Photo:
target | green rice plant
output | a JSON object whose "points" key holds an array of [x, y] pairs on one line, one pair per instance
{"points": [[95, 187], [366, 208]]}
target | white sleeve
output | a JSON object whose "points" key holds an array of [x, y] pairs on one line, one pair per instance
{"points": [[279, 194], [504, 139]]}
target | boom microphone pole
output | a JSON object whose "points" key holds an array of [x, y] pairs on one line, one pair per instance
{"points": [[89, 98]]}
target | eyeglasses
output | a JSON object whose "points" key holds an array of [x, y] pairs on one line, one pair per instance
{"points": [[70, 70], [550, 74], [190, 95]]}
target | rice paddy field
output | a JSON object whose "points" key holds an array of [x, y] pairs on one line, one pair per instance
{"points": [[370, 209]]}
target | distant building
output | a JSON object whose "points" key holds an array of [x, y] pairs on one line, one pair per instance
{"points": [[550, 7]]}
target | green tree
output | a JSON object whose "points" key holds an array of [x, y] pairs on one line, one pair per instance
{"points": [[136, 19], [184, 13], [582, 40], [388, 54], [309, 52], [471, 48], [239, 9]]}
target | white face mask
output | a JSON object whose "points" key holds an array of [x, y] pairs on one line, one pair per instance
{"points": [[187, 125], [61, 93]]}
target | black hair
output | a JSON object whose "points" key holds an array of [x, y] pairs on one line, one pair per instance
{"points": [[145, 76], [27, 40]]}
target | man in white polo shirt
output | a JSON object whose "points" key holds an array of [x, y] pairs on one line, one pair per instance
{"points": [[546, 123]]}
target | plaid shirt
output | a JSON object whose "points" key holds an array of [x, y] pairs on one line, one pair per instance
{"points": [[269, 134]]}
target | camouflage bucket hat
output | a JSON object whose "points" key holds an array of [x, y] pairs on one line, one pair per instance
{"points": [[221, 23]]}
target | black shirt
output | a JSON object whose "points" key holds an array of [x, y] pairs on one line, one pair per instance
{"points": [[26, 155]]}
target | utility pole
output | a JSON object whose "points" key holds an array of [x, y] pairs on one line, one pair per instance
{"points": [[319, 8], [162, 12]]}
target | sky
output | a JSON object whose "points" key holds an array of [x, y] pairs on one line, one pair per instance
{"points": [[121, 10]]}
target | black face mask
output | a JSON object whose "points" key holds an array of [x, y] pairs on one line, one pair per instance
##########
■ **Problem**: Take every line from the records that holds "face" and copy it down.

■ **Solution below**:
target | white face mask
target | black face mask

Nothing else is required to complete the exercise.